▶ [SELECTION]
Thursday, January 31, 2008

RBOC: blah

  • I was planning to write a post with real content tonight, but my THREE HOUR commute this afternoon kind of sucked the will out of me. And some of you wondered why I hate snow.
  • We're supposed to be getting the biggest storm of the season right now. If it's still snowing in the morning, I'm staying home. I already called my carpool buddy to warn him. On one hand, this is a bummer because I prepared some lab work that I'd really like to do. On the other, a snow day snuggled in my pj's, working on my paper sounds pretty good.
  • My traffic-induced grouch was partially mitigated by the return of Lost. Ecogeoman and I get super into it, as do a few of my coworkers. We will surely discuss it tomorrow (if I go in). I think the show is off to a pretty good start The writers need to come back now so the season gets completed.
  • I ended the month with a little money left over, which I transferred to my savings account today. Good news for that resolution.

Wednesday, January 30, 2008

Meebo

I recently got a Meebo widget for ths blog. I haven't used it much yet, but it's supposed to be for IMing, Blog Style. So if it says I'm online and you want to chat, say hello. neat-o.

Flight of the Conchords

Ecogeoman and I have been a little obsessed with Flight of the Conchords lately. They are a comedy band from New Zealand who play hilarious songs in a totally deadpan style. The did one of those long HBO specials, then they got a regular 30 min show on HBO. We don't have cable, but we got the first few episodes from Netflix. It was so funny we watched some of them twice.

This is a clip from the HBO special. It makes for a much better ear worm than Part Time Lover.

Tuesday, January 29, 2008

This almost ruined my day

I am breaking my no blogging at work rule to bring you this: I have the song "Part Time Lover" firmly lodged in my head. I had to take public transit today, and some jackass was playing it on a saxophone really loudly in the subway station this morning (read: extra loud acoustics). I'm all for street musicians, but that was just too much too early.

On the bright side, I had a great meeting with Awesome Technician yesterday about my paper. Now I'm all psyched up to incorporate the changes she suggested.

Sunday, January 27, 2008

Sister time

I just spent 24 lovely hours with S2 (my sister) and her friends. She had a very stressful 2007, so her husband conspired with her friend to get her some R &R. I live in a more interesting city about 6 hours from where they live, so two of S2’s friends brought her here for the weekend. We spent Saturday downtown, shopping and walking around, and had afternoon tea in a fancy restaurant (nice, but sounds better than it was). Then this morning, I took her to get her hair cut by the same woman who cut mine last week. It was a fun and spontaneous thing to do and she looks great.

I miss living near my family so much. I’m sure that if I lived near them, I would spend tons of time hanging out with my sibs and their kids. When I’m bored here, I often think how great it would be to call up one of my sisters to just hang out with no plan. I feel like now if I call a friend, I have to invite them to do some specific activity, not just chill.

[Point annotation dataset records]
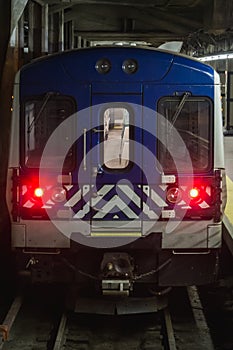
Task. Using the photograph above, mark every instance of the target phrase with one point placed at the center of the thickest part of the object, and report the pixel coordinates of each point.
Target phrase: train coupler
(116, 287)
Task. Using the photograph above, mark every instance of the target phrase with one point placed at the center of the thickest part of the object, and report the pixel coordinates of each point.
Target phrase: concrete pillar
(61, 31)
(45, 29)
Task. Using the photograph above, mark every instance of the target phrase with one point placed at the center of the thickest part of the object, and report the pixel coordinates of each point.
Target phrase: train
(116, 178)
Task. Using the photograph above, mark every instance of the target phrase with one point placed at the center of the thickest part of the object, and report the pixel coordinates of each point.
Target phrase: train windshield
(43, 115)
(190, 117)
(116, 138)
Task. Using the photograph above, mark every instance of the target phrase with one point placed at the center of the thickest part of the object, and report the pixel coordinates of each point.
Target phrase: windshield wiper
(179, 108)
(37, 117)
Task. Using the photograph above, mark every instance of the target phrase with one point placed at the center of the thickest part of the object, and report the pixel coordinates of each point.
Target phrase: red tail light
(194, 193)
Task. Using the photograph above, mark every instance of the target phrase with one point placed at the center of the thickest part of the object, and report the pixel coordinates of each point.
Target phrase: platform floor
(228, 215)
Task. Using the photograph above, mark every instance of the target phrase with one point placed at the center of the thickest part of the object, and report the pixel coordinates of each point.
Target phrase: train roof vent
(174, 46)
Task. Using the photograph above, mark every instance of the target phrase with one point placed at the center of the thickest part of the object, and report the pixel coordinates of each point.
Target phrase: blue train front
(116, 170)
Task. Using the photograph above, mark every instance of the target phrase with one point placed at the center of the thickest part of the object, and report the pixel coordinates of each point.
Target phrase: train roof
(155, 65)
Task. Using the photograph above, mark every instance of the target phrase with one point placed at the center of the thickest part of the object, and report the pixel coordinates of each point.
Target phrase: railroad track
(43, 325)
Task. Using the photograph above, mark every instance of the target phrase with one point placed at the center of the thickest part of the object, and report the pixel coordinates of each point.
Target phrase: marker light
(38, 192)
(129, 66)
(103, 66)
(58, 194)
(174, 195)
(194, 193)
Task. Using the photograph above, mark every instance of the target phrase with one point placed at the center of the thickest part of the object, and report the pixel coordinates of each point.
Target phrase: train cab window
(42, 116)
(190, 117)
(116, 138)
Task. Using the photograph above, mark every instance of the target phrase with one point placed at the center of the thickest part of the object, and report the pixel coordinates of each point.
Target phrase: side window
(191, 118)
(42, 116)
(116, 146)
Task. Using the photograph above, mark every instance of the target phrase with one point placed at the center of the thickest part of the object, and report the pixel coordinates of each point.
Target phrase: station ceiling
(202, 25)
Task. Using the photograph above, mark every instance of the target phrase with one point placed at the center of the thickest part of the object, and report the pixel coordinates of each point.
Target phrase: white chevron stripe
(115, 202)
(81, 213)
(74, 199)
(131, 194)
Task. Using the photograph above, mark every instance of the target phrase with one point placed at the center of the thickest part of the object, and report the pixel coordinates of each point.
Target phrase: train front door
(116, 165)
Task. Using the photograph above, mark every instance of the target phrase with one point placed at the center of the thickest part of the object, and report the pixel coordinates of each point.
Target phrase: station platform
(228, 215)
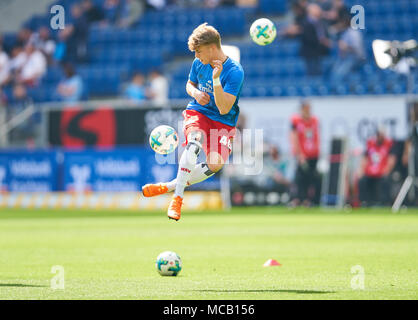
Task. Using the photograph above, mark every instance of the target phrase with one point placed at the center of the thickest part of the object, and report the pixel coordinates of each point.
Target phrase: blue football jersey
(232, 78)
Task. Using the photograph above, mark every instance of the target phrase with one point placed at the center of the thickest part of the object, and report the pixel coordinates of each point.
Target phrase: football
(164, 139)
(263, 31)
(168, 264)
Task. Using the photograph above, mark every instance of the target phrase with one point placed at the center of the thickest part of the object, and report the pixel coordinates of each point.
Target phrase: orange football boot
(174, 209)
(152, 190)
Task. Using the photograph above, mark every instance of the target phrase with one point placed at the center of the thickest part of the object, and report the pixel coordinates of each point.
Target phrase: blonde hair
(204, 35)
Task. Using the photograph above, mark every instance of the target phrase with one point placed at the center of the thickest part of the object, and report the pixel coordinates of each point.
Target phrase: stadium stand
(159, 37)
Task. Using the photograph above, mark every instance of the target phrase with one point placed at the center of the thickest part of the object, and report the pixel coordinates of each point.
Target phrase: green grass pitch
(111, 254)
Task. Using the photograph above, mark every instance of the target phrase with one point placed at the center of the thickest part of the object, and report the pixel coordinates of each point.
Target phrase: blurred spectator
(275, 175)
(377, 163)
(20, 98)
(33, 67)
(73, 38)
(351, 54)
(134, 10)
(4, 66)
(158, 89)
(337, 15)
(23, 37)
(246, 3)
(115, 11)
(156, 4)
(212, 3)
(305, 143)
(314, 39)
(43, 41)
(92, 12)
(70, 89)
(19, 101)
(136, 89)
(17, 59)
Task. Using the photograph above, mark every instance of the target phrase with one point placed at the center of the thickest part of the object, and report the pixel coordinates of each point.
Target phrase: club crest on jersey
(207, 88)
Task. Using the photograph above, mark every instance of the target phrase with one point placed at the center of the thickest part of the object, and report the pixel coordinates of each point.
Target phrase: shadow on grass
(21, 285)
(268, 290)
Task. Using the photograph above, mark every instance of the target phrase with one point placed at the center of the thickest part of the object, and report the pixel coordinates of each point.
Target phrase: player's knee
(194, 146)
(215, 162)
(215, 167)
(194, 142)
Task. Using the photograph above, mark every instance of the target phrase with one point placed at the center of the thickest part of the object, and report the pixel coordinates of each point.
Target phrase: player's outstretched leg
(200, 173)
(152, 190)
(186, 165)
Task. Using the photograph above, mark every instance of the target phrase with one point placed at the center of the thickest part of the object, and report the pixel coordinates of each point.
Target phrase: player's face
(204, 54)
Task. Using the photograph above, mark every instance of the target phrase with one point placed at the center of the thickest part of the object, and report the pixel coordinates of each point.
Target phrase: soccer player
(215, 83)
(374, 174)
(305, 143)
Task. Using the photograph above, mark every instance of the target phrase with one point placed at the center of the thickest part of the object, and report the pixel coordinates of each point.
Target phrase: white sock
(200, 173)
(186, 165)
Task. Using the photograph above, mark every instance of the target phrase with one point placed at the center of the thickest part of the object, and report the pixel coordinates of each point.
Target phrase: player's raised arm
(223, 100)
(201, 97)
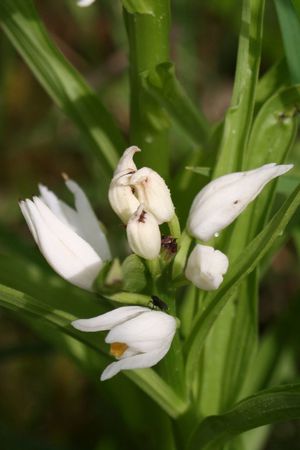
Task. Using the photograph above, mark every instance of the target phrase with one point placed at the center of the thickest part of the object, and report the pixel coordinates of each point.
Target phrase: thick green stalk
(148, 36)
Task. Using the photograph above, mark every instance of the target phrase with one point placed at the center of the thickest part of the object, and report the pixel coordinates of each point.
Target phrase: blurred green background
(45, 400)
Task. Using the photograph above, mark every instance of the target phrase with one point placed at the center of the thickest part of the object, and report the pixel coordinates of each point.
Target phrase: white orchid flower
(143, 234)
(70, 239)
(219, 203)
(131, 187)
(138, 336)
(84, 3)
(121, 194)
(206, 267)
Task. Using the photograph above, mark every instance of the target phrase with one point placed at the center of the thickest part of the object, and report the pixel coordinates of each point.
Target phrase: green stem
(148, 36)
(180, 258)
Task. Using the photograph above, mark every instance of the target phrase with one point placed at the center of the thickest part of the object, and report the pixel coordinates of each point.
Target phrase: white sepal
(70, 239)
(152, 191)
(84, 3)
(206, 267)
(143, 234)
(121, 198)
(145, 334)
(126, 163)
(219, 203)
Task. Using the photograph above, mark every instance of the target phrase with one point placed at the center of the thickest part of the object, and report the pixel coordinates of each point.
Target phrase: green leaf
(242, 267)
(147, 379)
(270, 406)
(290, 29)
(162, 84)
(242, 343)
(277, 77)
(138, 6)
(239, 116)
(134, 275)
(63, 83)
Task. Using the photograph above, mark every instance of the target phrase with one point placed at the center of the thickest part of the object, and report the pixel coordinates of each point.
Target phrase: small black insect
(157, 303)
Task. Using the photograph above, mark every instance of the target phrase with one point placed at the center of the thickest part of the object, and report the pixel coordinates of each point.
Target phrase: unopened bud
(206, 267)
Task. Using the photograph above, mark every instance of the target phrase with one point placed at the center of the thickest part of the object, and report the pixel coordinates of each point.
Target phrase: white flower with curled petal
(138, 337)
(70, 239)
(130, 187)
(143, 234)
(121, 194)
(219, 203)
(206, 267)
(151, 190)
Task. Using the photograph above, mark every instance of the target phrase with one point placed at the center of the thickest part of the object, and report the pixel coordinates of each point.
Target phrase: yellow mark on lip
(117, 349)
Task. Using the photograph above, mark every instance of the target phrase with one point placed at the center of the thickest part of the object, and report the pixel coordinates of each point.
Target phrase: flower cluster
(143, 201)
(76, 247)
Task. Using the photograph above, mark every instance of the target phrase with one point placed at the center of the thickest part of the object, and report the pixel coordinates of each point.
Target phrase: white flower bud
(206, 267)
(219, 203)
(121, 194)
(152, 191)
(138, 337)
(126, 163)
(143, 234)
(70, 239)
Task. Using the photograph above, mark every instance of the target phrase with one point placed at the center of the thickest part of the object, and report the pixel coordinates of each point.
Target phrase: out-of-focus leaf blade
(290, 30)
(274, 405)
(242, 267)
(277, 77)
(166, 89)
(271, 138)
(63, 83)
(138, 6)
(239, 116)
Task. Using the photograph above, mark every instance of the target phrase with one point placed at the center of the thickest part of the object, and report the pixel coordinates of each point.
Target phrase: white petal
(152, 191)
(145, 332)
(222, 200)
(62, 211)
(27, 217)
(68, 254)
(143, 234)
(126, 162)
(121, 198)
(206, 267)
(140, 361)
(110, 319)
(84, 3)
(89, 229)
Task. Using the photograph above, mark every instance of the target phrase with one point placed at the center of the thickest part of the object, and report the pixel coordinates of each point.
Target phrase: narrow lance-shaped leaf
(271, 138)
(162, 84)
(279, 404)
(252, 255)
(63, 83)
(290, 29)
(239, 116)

▶ [PROBLEM TO WORK ON] Repeat word for word the stretch of the blog posts from "On the bright" through "she looks great.".

▶ [FINAL ANSWER]
On the bright side, I had a great meeting with Awesome Technician yesterday about my paper. Now I'm all psyched up to incorporate the changes she suggested.

Sunday, January 27, 2008

Sister time

I just spent 24 lovely hours with S2 (my sister) and her friends. She had a very stressful 2007, so her husband conspired with her friend to get her some R &R. I live in a more interesting city about 6 hours from where they live, so two of S2’s friends brought her here for the weekend. We spent Saturday downtown, shopping and walking around, and had afternoon tea in a fancy restaurant (nice, but sounds better than it was). Then this morning, I took her to get her hair cut by the same woman who cut mine last week. It was a fun and spontaneous thing to do and she looks great.